Assignment ::
Please restate the data that follows word for word, with the pictures left out.

Dataset extract ::
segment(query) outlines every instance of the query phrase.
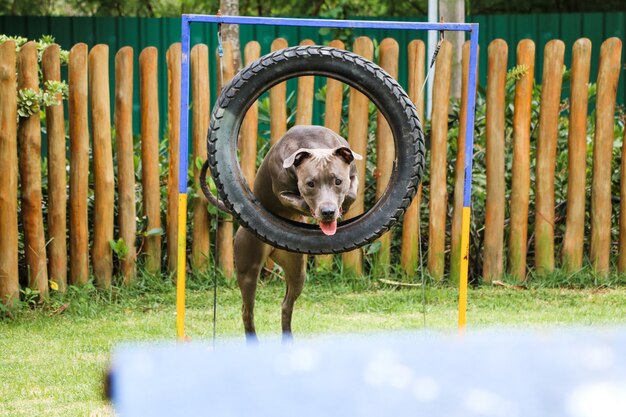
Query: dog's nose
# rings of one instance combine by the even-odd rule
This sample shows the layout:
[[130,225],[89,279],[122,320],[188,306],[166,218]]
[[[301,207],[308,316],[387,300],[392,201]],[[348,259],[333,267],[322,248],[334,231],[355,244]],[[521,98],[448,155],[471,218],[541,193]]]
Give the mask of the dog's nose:
[[333,207],[322,207],[320,213],[324,219],[334,219],[336,210]]

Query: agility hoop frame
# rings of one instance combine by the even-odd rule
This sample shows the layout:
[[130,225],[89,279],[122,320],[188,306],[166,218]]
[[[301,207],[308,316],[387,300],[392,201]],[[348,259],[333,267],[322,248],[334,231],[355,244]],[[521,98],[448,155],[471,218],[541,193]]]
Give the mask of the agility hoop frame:
[[[185,338],[185,287],[187,268],[187,170],[189,168],[189,52],[192,23],[234,25],[302,26],[351,29],[435,30],[470,33],[468,91],[476,91],[478,58],[477,23],[383,22],[365,20],[295,19],[275,17],[211,16],[185,14],[181,19],[181,85],[180,85],[180,170],[178,174],[178,264],[176,279],[176,336]],[[463,212],[461,223],[461,268],[459,282],[458,326],[467,326],[467,274],[469,266],[470,202],[472,197],[472,162],[476,95],[467,94],[465,121],[465,166]]]

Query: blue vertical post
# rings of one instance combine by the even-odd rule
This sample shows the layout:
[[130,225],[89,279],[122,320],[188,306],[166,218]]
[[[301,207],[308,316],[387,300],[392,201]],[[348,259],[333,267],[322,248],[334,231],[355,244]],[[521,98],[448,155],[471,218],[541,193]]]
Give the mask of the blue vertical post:
[[472,200],[472,162],[474,149],[474,120],[476,111],[476,64],[478,58],[478,24],[470,31],[470,62],[467,86],[467,121],[465,122],[465,174],[463,184],[463,215],[461,223],[461,276],[459,283],[459,330],[467,325],[467,273],[469,267],[470,204]]
[[176,269],[176,337],[185,337],[185,271],[187,268],[187,169],[189,138],[189,26],[183,15],[180,29],[180,171],[178,172],[178,262]]

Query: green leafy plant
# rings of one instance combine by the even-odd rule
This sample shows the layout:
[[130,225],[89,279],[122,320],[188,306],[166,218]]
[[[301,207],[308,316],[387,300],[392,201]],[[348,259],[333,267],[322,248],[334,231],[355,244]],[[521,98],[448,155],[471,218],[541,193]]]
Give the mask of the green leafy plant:
[[31,89],[24,88],[17,92],[17,114],[19,117],[30,117],[39,113],[41,108],[41,95]]
[[[28,42],[27,38],[22,36],[7,36],[0,34],[0,44],[6,41],[15,42],[16,52],[19,52],[21,48]],[[37,48],[37,62],[41,64],[43,53],[46,48],[54,44],[54,37],[50,35],[44,35],[39,40],[35,41]],[[61,65],[67,65],[69,62],[69,51],[60,51]],[[43,85],[39,91],[35,91],[31,88],[20,89],[17,93],[17,114],[18,117],[31,117],[34,114],[41,113],[41,119],[45,118],[43,114],[43,108],[50,106],[58,106],[62,103],[62,100],[67,99],[68,86],[65,81],[48,80],[43,82],[43,74],[41,69],[39,70],[39,83]],[[60,99],[57,98],[60,95]]]
[[[23,36],[7,36],[7,35],[0,33],[0,44],[3,44],[6,41],[15,42],[15,52],[19,52],[24,46],[24,44],[28,42],[28,38],[25,38]],[[52,35],[43,35],[38,40],[34,41],[35,46],[37,48],[37,60],[39,62],[41,62],[41,58],[43,57],[43,53],[45,52],[46,48],[54,44],[54,41],[55,39],[54,39],[54,36]],[[61,49],[59,55],[60,55],[61,65],[67,65],[67,63],[69,62],[69,58],[70,58],[70,52],[65,49]]]
[[44,90],[41,95],[43,105],[46,107],[61,104],[57,99],[57,95],[61,95],[61,99],[67,99],[69,89],[65,81],[48,80],[44,83]]
[[[60,99],[57,98],[58,94],[61,95]],[[43,107],[58,106],[67,98],[67,94],[68,87],[63,81],[48,80],[40,91],[23,88],[17,92],[17,114],[27,118],[39,113]]]
[[0,33],[0,44],[5,43],[6,41],[15,42],[15,52],[19,52],[20,48],[28,42],[28,39],[23,36],[7,36]]
[[128,245],[122,238],[117,239],[117,241],[109,240],[109,246],[118,259],[124,259],[128,255]]
[[22,302],[25,305],[31,308],[37,307],[39,302],[39,291],[33,290],[30,287],[25,287],[20,290],[20,293],[22,293]]

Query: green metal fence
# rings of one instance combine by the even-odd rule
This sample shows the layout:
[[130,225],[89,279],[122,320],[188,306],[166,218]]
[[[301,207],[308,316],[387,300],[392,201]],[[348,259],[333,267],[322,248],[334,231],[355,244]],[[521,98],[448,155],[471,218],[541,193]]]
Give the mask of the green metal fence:
[[[379,19],[380,18],[376,18]],[[423,21],[424,17],[392,18],[393,20]],[[389,20],[392,20],[389,19]],[[592,68],[591,80],[595,81],[599,64],[600,45],[606,38],[617,36],[626,40],[626,12],[616,13],[572,13],[572,14],[529,14],[529,15],[494,15],[472,16],[470,22],[480,23],[480,78],[481,85],[485,84],[487,73],[487,46],[496,38],[502,38],[509,45],[509,66],[515,64],[515,49],[521,39],[533,39],[537,45],[536,76],[541,79],[543,68],[543,47],[551,39],[562,39],[566,44],[565,64],[571,63],[571,49],[574,41],[587,37],[592,41]],[[317,28],[272,27],[243,25],[240,27],[242,45],[250,40],[257,40],[261,44],[261,53],[270,51],[271,42],[277,37],[285,38],[289,45],[296,45],[303,39],[312,39],[316,43],[328,41],[337,33],[320,33]],[[105,43],[111,48],[111,73],[114,69],[114,54],[122,46],[135,48],[135,60],[139,51],[147,46],[155,46],[159,50],[159,97],[167,96],[167,71],[165,68],[165,52],[174,42],[180,40],[180,20],[177,18],[136,18],[136,17],[15,17],[0,16],[0,33],[7,35],[21,35],[28,38],[39,38],[50,34],[57,43],[65,49],[71,48],[78,42],[84,42],[90,47]],[[422,39],[426,41],[427,34],[419,31],[409,33],[397,30],[354,30],[354,36],[369,36],[376,41],[385,37],[393,37],[400,44],[400,50],[406,50],[409,41]],[[206,43],[209,50],[215,51],[217,46],[217,28],[215,25],[205,24],[192,26],[192,45]],[[622,49],[622,62],[626,63],[626,47]],[[400,55],[399,81],[406,87],[407,63],[406,54]],[[138,63],[135,65],[135,101],[138,111]],[[210,59],[211,74],[215,74],[215,60]],[[626,102],[626,71],[623,71],[618,86],[618,103]],[[212,82],[215,85],[215,82]],[[289,89],[295,87],[290,83]],[[114,85],[111,85],[111,93]],[[212,87],[212,96],[215,87]],[[569,94],[564,91],[564,94]],[[166,126],[166,100],[160,100],[161,126]],[[317,110],[317,109],[316,109]],[[319,117],[319,112],[315,112]],[[138,131],[139,117],[134,118],[135,131]]]

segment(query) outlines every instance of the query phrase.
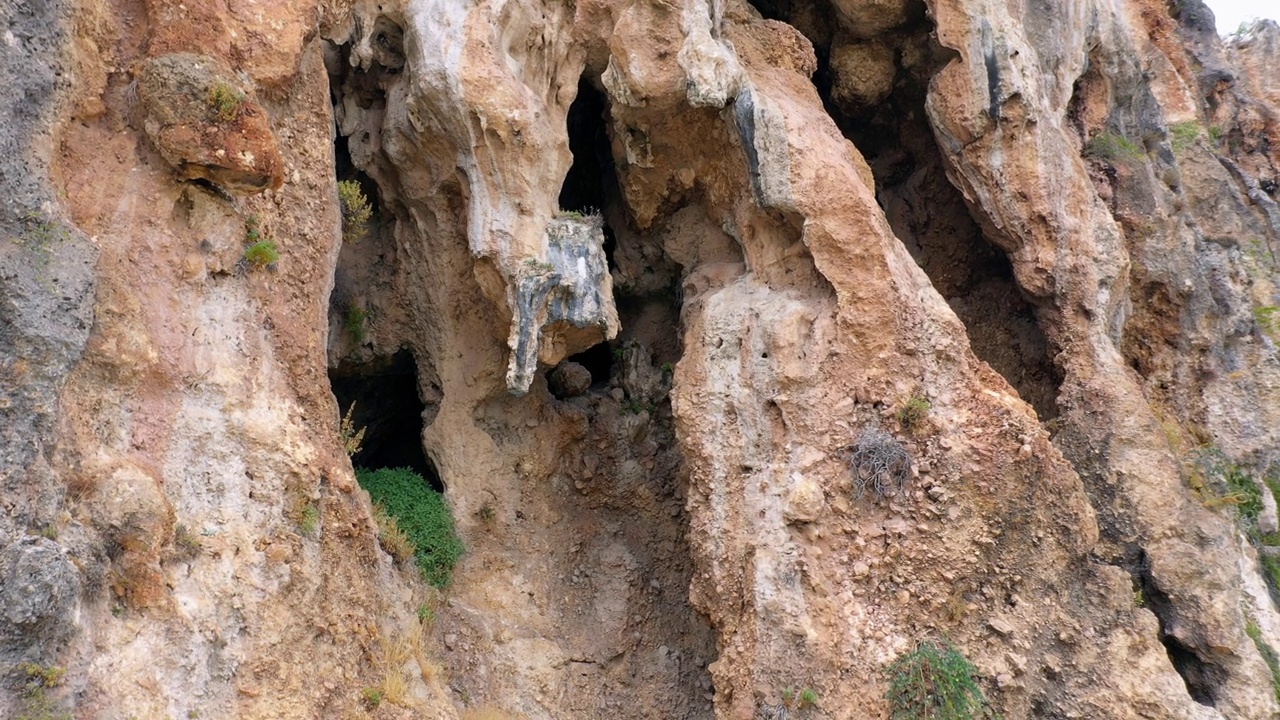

Completed task ::
segment(query) outlines every instance of the query phrase.
Query: dog's nose
# rings of one instance combine by the even-odd rule
This sample shows the layout:
[[130,225],[89,279],[122,320],[188,306],[166,218]]
[[[301,207],[308,316],[387,300],[392,201]],[[348,259],[333,267],[322,248],[334,231],[355,244]],[[521,98],[448,155],[471,218],[541,193]]]
Give the mask of the dog's nose:
[[333,207],[322,207],[320,213],[324,219],[334,219],[336,210]]

Query: agility hoop frame
# rings of one instance combine by the even-odd rule
This sample shows the layout:
[[130,225],[89,279],[122,320],[188,306],[166,218]]
[[[301,207],[308,316],[387,300],[392,201]],[[348,259],[333,267],[322,248],[334,231],[355,244]],[[521,98],[448,155],[471,218],[541,193]]]
Give the mask of the agility hoop frame:
[[[185,338],[185,287],[187,268],[187,170],[189,168],[189,52],[192,23],[234,25],[302,26],[351,29],[435,30],[470,33],[468,91],[476,91],[478,58],[477,23],[383,22],[365,20],[295,19],[275,17],[211,16],[185,14],[181,19],[181,85],[180,85],[180,170],[178,174],[178,264],[176,279],[176,336]],[[463,212],[461,223],[461,268],[459,282],[458,326],[467,326],[467,274],[469,266],[470,202],[472,197],[472,162],[476,95],[467,94],[465,121],[465,166]]]

Query: blue vertical post
# rings of one instance combine by the even-odd rule
This sample shows the layout:
[[130,225],[89,279],[122,320],[188,306],[166,218]]
[[[301,207],[308,316],[387,300],[392,201]],[[348,259],[333,267],[322,248],[334,231],[355,244]],[[521,98],[448,155],[471,218],[541,193]]]
Give the mask of the blue vertical post:
[[472,200],[472,162],[474,149],[474,120],[476,111],[476,64],[478,58],[478,24],[470,31],[470,62],[467,86],[467,121],[465,122],[465,174],[463,184],[463,215],[461,223],[461,276],[459,283],[459,330],[467,325],[467,273],[469,267],[470,204]]
[[176,269],[176,337],[185,337],[185,271],[187,268],[187,169],[189,138],[189,26],[183,15],[180,29],[180,171],[178,172],[178,262]]

Query: green leafy plant
# rings of one instance combine by the even-odd rule
This sample shows the layout:
[[130,225],[89,279],[122,320],[188,306],[166,218]]
[[[301,207],[308,316],[387,300],[392,201]],[[348,259],[333,267],[322,248],[334,231],[355,244]],[[521,98],[448,155],[471,218],[541,193]]]
Give the mask of the green leafy plant:
[[31,89],[24,88],[17,92],[17,114],[19,117],[30,117],[39,113],[41,108],[41,95]]
[[[28,42],[27,38],[22,36],[7,36],[0,34],[0,44],[6,41],[15,42],[16,52],[19,52],[21,48]],[[37,48],[37,62],[41,64],[43,53],[46,48],[54,44],[54,37],[50,35],[44,35],[39,40],[35,41]],[[61,65],[67,65],[69,62],[69,51],[60,51]],[[43,85],[39,91],[35,91],[31,88],[20,89],[17,93],[17,114],[18,117],[31,117],[34,114],[41,113],[41,119],[45,118],[43,114],[43,108],[50,106],[58,106],[62,103],[62,100],[67,99],[68,86],[65,81],[48,80],[43,82],[43,74],[41,69],[39,70],[39,83]],[[60,99],[57,98],[60,95]]]
[[[23,36],[7,36],[7,35],[0,33],[0,44],[3,44],[6,41],[15,42],[15,52],[19,52],[24,46],[24,44],[28,42],[28,38],[25,38]],[[52,35],[43,35],[38,40],[34,41],[35,46],[37,48],[37,60],[39,62],[41,62],[41,58],[43,57],[43,53],[45,52],[46,48],[54,44],[54,41],[55,39],[54,39],[54,36]],[[61,49],[59,55],[60,55],[61,65],[67,65],[67,63],[69,62],[69,58],[70,58],[70,52],[65,49]]]
[[44,90],[41,95],[43,105],[46,107],[61,104],[57,99],[57,95],[61,95],[61,99],[67,99],[69,89],[65,81],[48,80],[44,83]]
[[[60,99],[57,98],[58,94],[61,95]],[[43,107],[58,106],[67,98],[67,94],[68,87],[63,81],[48,80],[40,91],[23,88],[17,92],[17,114],[27,118],[39,113]]]
[[0,33],[0,44],[5,43],[6,41],[15,42],[15,52],[19,52],[20,48],[28,42],[28,39],[23,36],[7,36]]
[[128,245],[122,238],[117,239],[117,241],[109,240],[109,246],[118,259],[124,259],[128,255]]
[[22,302],[25,305],[31,308],[37,307],[39,302],[39,291],[33,290],[30,287],[25,287],[20,290],[20,293],[22,293]]

Query: green metal fence
# rings of one instance combine by the even-odd rule
This sample shows the layout:
[[130,225],[89,279],[122,320],[188,306],[166,218]]
[[[301,207],[308,316],[387,300],[392,201]],[[348,259],[333,267],[322,248],[334,231],[355,244]],[[521,98],[448,155],[471,218],[541,193]]]
Give the mask of the green metal fence:
[[[379,19],[380,18],[376,18]],[[423,21],[424,17],[392,18],[393,20]],[[389,20],[392,20],[389,19]],[[592,68],[591,80],[595,81],[599,64],[600,45],[606,38],[617,36],[626,40],[626,12],[616,13],[572,13],[572,14],[529,14],[529,15],[494,15],[472,16],[470,22],[480,23],[480,78],[481,85],[485,84],[487,73],[487,46],[496,38],[502,38],[509,45],[509,66],[515,64],[515,49],[521,39],[533,39],[537,45],[536,76],[541,79],[543,68],[543,47],[551,39],[562,39],[566,44],[565,64],[571,63],[571,49],[574,41],[587,37],[592,41]],[[317,28],[272,27],[243,25],[240,27],[242,45],[250,40],[257,40],[261,44],[261,53],[270,51],[271,42],[277,37],[285,38],[289,45],[296,45],[303,39],[312,39],[316,43],[328,41],[337,33],[320,33]],[[105,43],[111,48],[111,73],[114,69],[114,54],[122,46],[135,48],[135,60],[139,51],[147,46],[155,46],[159,50],[159,97],[167,96],[167,71],[165,68],[165,52],[174,42],[180,40],[180,20],[177,18],[136,18],[136,17],[15,17],[0,16],[0,33],[7,35],[21,35],[28,38],[39,38],[50,34],[57,43],[65,49],[71,48],[78,42],[84,42],[90,47]],[[422,39],[426,41],[427,34],[419,31],[409,33],[397,30],[354,30],[354,36],[369,36],[376,41],[385,37],[393,37],[400,44],[400,50],[406,50],[409,41]],[[206,43],[209,50],[215,51],[217,46],[217,28],[215,25],[205,24],[192,26],[192,45]],[[622,49],[622,62],[626,63],[626,47]],[[400,55],[399,81],[406,87],[407,63],[406,54]],[[138,63],[135,65],[135,101],[138,111]],[[210,59],[211,74],[215,74],[215,60]],[[626,102],[626,71],[623,71],[618,86],[618,103]],[[212,82],[215,85],[215,82]],[[289,89],[295,87],[290,83]],[[114,85],[111,85],[111,93]],[[212,87],[212,96],[215,87]],[[569,94],[564,91],[564,94]],[[166,126],[166,100],[160,100],[161,126]],[[317,110],[317,109],[316,109]],[[319,117],[319,112],[315,112]],[[138,131],[139,117],[134,118],[135,131]]]

segment(query) outlines every instance of the query phrase.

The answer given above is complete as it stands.